Go to the line containing "A single point falls on each instance of the yellow" in the records below and retype from there through the final line, exactly.

BEGIN Available data

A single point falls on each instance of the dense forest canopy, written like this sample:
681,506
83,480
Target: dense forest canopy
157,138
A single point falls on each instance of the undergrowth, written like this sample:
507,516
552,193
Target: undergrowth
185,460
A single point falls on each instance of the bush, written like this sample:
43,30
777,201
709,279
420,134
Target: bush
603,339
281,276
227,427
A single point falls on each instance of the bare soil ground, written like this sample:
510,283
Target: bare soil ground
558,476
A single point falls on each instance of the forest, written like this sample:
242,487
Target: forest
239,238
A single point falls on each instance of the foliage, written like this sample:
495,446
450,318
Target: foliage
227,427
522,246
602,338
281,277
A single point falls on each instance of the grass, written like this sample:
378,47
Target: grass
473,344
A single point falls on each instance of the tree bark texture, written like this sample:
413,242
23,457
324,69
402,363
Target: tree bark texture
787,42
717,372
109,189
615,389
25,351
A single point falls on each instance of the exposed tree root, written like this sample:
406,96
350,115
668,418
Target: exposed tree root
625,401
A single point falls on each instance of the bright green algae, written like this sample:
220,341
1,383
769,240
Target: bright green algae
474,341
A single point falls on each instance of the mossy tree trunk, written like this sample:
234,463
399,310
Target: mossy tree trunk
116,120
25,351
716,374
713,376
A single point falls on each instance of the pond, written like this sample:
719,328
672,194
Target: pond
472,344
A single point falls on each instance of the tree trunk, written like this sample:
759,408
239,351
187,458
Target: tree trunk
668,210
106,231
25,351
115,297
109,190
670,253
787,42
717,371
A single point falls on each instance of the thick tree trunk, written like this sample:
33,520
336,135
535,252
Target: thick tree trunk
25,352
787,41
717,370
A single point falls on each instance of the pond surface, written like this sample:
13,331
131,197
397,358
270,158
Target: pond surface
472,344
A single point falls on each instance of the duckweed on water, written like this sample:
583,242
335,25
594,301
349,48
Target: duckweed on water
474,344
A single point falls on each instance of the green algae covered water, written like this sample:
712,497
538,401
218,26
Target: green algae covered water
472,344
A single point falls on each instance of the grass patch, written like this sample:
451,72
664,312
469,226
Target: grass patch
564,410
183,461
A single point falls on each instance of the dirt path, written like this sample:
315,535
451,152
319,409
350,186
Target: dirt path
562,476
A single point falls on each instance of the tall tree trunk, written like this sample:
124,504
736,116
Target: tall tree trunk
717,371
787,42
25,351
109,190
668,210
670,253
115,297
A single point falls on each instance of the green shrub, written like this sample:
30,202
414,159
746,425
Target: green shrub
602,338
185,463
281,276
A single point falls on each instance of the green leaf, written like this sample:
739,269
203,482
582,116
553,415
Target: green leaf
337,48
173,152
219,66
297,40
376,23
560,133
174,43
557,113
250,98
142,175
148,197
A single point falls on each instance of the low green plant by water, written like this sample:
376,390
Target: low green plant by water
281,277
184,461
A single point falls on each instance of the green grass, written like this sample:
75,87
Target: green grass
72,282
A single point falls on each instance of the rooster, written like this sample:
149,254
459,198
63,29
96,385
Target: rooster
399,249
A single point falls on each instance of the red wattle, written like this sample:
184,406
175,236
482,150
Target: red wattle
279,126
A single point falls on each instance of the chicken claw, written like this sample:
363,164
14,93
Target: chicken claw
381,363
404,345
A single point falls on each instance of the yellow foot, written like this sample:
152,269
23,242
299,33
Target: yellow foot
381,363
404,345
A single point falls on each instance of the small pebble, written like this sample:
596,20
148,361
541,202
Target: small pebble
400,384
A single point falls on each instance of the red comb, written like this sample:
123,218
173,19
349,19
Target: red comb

END Available data

▶ [Answer for this exercise]:
A single point falls on each instance of the yellow foot, written like this sample:
152,269
23,242
299,33
Target: yellow foot
381,363
404,345
A single point falls on each instance of the small pebble, written like this sample:
596,20
148,361
541,202
Target: small pebble
400,384
A single point falls on each instance of the red comb, written like this sample:
123,218
173,19
349,19
Target: red comb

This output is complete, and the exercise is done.